Selected passage:
● ● ●
The Russia–EU gas dispute flared up in March 2022 following the invasion of Ukraine in late February. Russia and the major EU countries clashed over the issue of payment for pipeline natural gas exported to Europe by Russia's Gazprom. In June, Russia cut the flow of gas by more than half, in July it stopped and resumed it, and in September it stopped it altogether. On 26 September 2022, the Nord Stream 1 and 2 gas pipelines both ruptured with evidence of sabotage.

Background

Europe consumed 512 billion cubic metres (bcm) of natural gas in 2020, of which 185 bcm (36%) came from Russia. In early 2022, Russia supplied 45% of EU's natural gas imports, earning $900 million a day, and by October 2022, it had decreased to 7.5%.

Following Russia's invasion of Ukraine in February 2022, the United States, the European Union, and other countries, introduced or significantly expanded sanctions to cut off "selected Russian banks" from SWIFT.  Assets of the Central Bank of Russia held in Western nations were frozen: the Central Bank of Russia was blocked from accessing more than $400 billion in foreign-exchange reserves held abroad. Accounts in Western banks owned by Gazprom were also frozen. Any money deposited into these frozen Gazprom accounts including payments for natural gas were also frozen.

The Biden administration had initially allowed Russia to continue to repurpose its funds in U.S. financial institutions to make due payments on Russia's sovereign debt. But on 4 April 2022, the U.S. Department of the Treasury banned Russia from withdrawing funds held in U.S. banks to pay off its debt obligations.

Russia, which in early 2022 held $630 billion in foreign-exchange reserves, was consequently unable to make payments on its debt in US dollars or Euros as it was contractually required to do. Two dollar denominated bonds issued by Russian government matured on 4 April 2022. On 5 April, Russia attempted to pay its bond holders with dollars from $600M of reserves held in U.S. banks, but these were blocked by the U.S. government as part of the international sanctions during the Russo-Ukrainian War. In April 2022 Russia defaulted on its foreign debt by failing to pay its obligations in U.S. dollars. The credit agency S&P Global stated that Russia was in "selective default" because it tried to pay obligations on dollar denominated debt in rubles, which could not be converted into "dollars equivalent to the originally due amounts".

In March 2022, the European Commission and International Energy Agency presented joint plans to reduce reliance on Russian energy, reduce Russian gas imports by two thirds within a year, and completely by 2030. In April 2022, European Commission President Ursula von der Leyen said "the era of Russian fossil fuels in Europe will come to an end". On 18 May 2022, the European Union published plans to end its reliance on Russian oil, natural gas and coal by 2027.
● ● ●
Input rows:
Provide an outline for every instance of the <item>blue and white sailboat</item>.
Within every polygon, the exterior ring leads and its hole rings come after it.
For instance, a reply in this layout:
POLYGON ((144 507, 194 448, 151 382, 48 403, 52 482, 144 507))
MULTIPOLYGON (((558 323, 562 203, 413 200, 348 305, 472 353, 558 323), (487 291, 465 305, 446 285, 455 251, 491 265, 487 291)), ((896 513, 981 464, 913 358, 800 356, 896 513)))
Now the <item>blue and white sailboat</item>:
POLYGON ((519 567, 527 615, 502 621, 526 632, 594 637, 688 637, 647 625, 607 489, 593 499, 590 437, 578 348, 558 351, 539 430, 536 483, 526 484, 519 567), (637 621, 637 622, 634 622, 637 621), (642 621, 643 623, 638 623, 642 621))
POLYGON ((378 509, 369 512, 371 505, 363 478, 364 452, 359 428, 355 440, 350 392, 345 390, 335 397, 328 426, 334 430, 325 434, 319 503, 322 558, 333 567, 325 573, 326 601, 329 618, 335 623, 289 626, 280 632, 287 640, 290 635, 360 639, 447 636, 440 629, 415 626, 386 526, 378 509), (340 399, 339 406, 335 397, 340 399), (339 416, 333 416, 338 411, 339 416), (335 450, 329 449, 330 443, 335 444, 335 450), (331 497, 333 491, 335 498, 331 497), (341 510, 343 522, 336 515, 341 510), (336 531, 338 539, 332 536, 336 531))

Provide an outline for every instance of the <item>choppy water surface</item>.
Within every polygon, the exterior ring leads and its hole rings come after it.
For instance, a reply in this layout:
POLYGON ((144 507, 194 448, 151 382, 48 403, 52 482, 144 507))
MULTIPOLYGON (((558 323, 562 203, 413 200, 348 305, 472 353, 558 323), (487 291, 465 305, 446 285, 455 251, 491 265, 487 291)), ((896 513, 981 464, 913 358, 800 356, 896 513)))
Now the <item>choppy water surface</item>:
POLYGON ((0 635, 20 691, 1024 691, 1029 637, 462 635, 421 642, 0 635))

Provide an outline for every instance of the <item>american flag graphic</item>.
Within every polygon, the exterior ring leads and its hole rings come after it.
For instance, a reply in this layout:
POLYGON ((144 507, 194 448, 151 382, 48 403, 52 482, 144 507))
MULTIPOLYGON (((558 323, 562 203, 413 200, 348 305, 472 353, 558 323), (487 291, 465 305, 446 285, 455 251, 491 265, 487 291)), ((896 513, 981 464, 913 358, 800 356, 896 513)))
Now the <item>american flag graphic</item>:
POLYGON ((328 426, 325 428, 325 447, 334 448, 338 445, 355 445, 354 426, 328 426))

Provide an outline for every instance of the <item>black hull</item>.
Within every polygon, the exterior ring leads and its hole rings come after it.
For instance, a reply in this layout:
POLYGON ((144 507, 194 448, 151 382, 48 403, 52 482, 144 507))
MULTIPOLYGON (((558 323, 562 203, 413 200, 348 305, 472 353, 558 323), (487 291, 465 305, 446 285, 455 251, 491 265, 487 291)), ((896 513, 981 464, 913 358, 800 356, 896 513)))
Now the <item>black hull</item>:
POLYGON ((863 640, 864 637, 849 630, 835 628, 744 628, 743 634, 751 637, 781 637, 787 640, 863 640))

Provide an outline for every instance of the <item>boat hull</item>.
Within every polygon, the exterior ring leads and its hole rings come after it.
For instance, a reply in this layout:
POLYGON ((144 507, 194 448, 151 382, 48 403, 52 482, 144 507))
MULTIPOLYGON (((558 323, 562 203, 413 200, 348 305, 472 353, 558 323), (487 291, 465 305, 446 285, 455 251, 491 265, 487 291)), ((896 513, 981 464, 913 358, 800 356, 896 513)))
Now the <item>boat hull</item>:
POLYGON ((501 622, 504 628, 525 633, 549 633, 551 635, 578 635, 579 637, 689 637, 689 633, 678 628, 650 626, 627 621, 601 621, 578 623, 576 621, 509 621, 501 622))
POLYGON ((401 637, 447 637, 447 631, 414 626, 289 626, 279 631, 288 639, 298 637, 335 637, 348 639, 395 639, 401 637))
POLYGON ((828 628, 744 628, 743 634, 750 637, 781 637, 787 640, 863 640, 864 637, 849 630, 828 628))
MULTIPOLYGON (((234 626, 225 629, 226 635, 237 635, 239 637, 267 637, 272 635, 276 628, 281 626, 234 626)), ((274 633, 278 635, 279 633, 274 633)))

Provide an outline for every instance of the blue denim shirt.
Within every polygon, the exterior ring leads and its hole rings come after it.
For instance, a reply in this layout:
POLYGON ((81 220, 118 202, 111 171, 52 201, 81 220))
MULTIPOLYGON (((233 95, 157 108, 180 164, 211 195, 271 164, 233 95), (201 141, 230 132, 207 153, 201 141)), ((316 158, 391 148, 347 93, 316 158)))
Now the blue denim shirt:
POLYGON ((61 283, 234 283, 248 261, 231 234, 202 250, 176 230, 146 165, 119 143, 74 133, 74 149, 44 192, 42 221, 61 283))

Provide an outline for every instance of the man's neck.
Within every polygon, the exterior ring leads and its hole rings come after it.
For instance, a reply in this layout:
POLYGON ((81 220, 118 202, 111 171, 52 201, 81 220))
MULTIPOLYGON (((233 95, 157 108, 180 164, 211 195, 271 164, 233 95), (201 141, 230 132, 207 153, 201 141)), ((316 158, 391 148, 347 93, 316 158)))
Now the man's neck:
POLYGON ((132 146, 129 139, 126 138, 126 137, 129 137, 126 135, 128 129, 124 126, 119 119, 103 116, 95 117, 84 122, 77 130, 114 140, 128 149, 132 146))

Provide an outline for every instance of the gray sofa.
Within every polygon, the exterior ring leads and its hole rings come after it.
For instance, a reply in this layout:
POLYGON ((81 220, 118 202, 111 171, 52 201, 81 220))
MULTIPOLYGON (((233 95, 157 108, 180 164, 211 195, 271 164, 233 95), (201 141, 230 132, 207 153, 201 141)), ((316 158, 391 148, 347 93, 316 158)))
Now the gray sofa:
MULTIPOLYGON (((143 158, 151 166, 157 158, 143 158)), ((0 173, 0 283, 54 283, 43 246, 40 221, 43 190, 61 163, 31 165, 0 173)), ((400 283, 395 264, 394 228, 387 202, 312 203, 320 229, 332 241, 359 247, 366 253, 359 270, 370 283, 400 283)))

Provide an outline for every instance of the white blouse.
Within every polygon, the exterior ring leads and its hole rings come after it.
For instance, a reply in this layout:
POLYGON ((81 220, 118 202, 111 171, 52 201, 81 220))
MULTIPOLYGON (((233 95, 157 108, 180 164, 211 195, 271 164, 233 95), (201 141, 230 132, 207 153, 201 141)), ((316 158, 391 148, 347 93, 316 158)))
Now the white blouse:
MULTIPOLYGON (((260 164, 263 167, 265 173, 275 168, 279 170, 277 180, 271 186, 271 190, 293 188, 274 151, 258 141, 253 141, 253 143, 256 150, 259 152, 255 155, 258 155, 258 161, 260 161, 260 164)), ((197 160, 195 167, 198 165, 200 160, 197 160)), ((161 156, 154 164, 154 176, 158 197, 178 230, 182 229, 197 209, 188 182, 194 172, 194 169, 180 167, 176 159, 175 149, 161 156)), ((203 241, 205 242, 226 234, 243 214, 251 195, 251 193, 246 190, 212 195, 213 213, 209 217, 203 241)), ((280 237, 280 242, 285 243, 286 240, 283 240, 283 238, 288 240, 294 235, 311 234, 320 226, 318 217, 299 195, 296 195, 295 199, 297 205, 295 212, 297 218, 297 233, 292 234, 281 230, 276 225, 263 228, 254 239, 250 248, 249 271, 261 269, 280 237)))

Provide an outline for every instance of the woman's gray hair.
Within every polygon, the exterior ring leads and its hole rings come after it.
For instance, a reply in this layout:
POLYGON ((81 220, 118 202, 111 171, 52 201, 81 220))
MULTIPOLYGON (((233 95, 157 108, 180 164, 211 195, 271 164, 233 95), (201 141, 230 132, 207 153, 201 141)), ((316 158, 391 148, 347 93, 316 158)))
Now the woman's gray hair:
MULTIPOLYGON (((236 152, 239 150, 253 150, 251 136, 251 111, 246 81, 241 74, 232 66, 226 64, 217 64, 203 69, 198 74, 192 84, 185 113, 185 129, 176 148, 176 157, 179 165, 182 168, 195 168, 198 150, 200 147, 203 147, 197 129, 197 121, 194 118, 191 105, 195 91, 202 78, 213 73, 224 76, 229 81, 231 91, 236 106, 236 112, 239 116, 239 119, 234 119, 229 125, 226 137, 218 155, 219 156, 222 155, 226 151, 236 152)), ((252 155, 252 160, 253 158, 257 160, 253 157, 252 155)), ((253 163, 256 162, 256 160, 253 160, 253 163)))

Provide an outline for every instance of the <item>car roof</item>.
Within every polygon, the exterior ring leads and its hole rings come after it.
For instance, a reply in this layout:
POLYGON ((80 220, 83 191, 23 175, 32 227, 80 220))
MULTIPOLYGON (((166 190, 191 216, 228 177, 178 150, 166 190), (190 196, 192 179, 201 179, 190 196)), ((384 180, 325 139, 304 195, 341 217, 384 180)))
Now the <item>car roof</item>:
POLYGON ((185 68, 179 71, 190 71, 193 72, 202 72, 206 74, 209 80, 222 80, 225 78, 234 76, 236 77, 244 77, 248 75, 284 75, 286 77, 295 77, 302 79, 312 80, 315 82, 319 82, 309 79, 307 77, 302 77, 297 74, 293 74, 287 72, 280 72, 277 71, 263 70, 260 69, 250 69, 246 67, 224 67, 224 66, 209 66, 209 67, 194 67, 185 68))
● ● ●
What is asked:
a – Could you print the part of the passage on the Russia–EU gas dispute that starts with "The Russia–EU gas" and continues through "decreased to 7.5%.", reproducing it word for word?
b – Can you arrange the entries as a JSON list of strings, one string per line, starting with the line containing "Provide an outline for every instance of the <item>black" and going on through the line containing "MULTIPOLYGON (((234 626, 225", with both of those lines included and blank lines omitted?

Results of the exercise:
a –
The Russia–EU gas dispute flared up in March 2022 following the invasion of Ukraine in late February. Russia and the major EU countries clashed over the issue of payment for pipeline natural gas exported to Europe by Russia's Gazprom. In June, Russia cut the flow of gas by more than half, in July it stopped and resumed it, and in September it stopped it altogether. On 26 September 2022, the Nord Stream 1 and 2 gas pipelines both ruptured with evidence of sabotage.

Background

Europe consumed 512 billion cubic metres (bcm) of natural gas in 2020, of which 185 bcm (36%) came from Russia. In early 2022, Russia supplied 45% of EU's natural gas imports, earning $900 million a day, and by October 2022, it had decreased to 7.5%.

b –
[
  "Provide an outline for every instance of the <item>black hull</item>.",
  "Within every polygon, the exterior ring leads and its hole rings come after it.",
  "For instance, a reply in this layout:",
  "POLYGON ((144 507, 194 448, 151 382, 48 403, 52 482, 144 507))",
  "MULTIPOLYGON (((558 323, 562 203, 413 200, 348 305, 472 353, 558 323), (487 291, 465 305, 446 285, 455 251, 491 265, 487 291)), ((896 513, 981 464, 913 358, 800 356, 896 513)))",
  "Now the <item>black hull</item>:",
  "POLYGON ((863 640, 864 637, 849 630, 835 628, 744 628, 743 634, 751 637, 781 637, 787 640, 863 640))",
  "Provide an outline for every instance of the <item>boat hull</item>.",
  "Within every polygon, the exterior ring leads and its hole rings come after it.",
  "For instance, a reply in this layout:",
  "POLYGON ((144 507, 194 448, 151 382, 48 403, 52 482, 144 507))",
  "MULTIPOLYGON (((558 323, 562 203, 413 200, 348 305, 472 353, 558 323), (487 291, 465 305, 446 285, 455 251, 491 265, 487 291)), ((896 513, 981 464, 913 358, 800 356, 896 513)))",
  "Now the <item>boat hull</item>:",
  "POLYGON ((501 622, 504 628, 525 633, 549 633, 551 635, 578 635, 579 637, 689 637, 689 633, 678 628, 650 626, 627 621, 601 621, 578 623, 576 621, 509 621, 501 622))",
  "POLYGON ((401 637, 447 637, 447 631, 414 626, 289 626, 279 631, 288 639, 298 637, 335 637, 348 639, 395 639, 401 637))",
  "POLYGON ((828 628, 744 628, 743 634, 750 637, 781 637, 787 640, 863 640, 864 637, 849 630, 828 628))",
  "MULTIPOLYGON (((234 626, 225 629, 226 635, 237 635, 239 637, 267 637, 272 635, 276 628, 281 626, 234 626)), ((274 633, 278 635, 279 633, 274 633)))"
]